Ejercicio escrito:
Transcribe sin cambios el pasaje del texto sobre la bandera tricolor que comienza en las palabras "La bandera tricolor --roja, amarilla" y acaba tras "a ciertos retoques.".

A nuestros republicanos federales de la segunda mitad del siglo XIX les parecía equitativo sumar, a los dos colores que venían del pendón catalano-aragonés, el tercer color, el castellano. Pero el pueblo republicano tomó la bandera tricolor y se olvidó del federalismo, siempre escasamente popular entre nosotros; así pasó a ser un símbolo de la España popular antimonárquica, de suerte que espontáneamente las masas la izaron por doquier los días 14 y 15 de abril de 1931. El gobierno provisional republicano tenía que acatar ese designio popular espontáneo, y así lo hizo. Pocas cosas en la historia han tenido un origen tan espontáneamente de masas como aquel cambio de enseña.

La bandera tricolor --roja, amarilla y morada-- es la que escogió e impuso el pueblo español. Ilegalmente el monárquico Franco, durante la guerra civil, restableció la bandera bicolor, como símbolo del aplastamiento del pueblo español y de sus legítimas instituciones republicanas. En el cuatrienio 1975-79 la transición pactada en las alturas --en eso como en muchas otras cosas-- consagró una continuidad del legado franquista, pese a ciertos retoques.

(Entradas para señalar objetos etiquetados)
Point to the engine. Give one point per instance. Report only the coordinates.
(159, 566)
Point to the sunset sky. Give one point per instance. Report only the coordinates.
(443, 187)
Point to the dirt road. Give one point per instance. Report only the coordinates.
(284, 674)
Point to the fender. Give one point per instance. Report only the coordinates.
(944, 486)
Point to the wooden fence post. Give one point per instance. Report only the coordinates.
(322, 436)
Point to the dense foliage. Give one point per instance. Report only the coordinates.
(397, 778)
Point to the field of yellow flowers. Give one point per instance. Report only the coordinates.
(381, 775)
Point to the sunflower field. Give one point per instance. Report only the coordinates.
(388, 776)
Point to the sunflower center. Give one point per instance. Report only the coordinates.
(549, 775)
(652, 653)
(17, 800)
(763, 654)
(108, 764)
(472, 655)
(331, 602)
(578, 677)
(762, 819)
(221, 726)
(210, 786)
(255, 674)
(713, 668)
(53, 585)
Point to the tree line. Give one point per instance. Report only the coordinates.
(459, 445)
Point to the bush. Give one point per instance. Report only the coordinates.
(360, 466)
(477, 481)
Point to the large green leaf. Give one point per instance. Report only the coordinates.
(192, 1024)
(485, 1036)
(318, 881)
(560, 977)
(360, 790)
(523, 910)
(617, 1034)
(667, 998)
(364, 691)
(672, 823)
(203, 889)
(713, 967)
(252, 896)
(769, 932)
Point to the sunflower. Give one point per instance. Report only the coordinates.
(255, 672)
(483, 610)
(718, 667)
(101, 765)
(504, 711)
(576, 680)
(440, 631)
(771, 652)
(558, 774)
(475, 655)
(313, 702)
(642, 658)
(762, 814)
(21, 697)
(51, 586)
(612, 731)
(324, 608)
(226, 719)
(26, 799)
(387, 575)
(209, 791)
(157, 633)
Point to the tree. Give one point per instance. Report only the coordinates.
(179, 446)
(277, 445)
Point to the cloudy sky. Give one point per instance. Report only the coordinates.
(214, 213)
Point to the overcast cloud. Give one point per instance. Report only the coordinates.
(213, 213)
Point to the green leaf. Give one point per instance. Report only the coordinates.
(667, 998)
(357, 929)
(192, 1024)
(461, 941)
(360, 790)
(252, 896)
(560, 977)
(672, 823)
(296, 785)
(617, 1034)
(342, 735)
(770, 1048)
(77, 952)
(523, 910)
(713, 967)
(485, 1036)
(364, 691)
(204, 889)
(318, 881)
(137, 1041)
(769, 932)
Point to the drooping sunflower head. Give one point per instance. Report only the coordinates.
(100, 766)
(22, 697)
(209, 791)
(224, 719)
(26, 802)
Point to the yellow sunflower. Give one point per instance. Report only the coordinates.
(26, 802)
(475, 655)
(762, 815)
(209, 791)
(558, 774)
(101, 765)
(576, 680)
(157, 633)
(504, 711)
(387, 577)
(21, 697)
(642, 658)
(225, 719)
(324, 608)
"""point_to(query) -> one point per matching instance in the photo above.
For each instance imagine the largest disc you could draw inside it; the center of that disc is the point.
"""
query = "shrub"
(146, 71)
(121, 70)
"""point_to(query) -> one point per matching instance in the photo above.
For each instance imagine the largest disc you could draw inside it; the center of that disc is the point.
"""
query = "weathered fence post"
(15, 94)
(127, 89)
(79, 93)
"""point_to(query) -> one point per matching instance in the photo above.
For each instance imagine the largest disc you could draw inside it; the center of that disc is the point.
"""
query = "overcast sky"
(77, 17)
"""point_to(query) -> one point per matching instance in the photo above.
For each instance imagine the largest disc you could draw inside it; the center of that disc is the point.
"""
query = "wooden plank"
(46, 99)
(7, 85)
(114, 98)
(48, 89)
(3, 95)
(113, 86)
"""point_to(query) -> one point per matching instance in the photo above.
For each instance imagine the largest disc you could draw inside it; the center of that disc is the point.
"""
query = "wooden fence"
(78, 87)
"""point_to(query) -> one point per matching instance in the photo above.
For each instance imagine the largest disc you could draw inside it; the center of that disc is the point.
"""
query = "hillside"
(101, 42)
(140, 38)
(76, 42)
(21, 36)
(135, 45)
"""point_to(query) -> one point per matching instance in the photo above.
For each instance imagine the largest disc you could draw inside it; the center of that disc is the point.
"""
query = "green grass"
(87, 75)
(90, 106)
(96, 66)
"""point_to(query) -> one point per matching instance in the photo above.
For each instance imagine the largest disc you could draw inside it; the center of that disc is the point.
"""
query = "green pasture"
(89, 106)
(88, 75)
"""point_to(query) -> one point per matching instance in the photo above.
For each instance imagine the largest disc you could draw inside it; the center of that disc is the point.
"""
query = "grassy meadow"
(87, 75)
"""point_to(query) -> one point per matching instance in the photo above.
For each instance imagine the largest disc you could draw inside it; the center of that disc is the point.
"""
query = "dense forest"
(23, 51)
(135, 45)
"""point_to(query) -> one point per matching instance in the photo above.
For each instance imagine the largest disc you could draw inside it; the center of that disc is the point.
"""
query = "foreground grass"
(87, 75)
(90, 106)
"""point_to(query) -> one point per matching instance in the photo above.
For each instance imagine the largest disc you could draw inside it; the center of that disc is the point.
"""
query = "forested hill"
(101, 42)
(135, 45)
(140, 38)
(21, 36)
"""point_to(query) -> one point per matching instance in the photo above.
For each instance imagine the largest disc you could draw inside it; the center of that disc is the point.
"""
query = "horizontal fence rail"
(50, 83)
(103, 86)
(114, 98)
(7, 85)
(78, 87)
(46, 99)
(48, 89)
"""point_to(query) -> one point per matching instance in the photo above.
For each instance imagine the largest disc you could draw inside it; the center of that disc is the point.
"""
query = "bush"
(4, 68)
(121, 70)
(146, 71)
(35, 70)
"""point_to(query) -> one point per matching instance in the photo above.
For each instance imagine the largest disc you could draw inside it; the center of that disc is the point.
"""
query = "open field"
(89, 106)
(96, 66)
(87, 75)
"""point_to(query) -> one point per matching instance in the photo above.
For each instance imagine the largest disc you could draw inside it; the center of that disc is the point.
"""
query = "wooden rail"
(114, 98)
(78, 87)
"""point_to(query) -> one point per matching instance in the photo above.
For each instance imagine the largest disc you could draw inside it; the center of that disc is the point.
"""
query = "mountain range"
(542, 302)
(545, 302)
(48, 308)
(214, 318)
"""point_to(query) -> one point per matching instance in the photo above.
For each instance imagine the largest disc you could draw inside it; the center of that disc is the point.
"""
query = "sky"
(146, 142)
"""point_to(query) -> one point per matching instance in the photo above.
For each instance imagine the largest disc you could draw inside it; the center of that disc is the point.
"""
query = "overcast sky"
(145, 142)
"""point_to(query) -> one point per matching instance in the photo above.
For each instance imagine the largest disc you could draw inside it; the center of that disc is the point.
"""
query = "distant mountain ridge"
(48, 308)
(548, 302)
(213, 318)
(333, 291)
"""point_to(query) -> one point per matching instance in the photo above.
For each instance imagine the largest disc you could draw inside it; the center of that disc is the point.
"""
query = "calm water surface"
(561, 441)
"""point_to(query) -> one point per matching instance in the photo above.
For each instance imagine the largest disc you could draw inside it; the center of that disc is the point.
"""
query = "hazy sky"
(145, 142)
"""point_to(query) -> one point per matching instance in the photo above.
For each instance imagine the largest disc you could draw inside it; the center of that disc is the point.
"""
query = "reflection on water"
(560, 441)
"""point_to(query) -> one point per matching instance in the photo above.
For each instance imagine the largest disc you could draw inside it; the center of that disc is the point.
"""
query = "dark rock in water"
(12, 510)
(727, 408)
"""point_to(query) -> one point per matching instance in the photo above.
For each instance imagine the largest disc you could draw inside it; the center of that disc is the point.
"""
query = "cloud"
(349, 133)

Respuesta completa:
La bandera tricolor --roja, amarilla y morada-- es la que escogió e impuso el pueblo español. Ilegalmente el monárquico Franco, durante la guerra civil, restableció la bandera bicolor, como símbolo del aplastamiento del pueblo español y de sus legítimas instituciones republicanas. En el cuatrienio 1975-79 la transición pactada en las alturas --en eso como en muchas otras cosas-- consagró una continuidad del legado franquista, pese a ciertos retoques.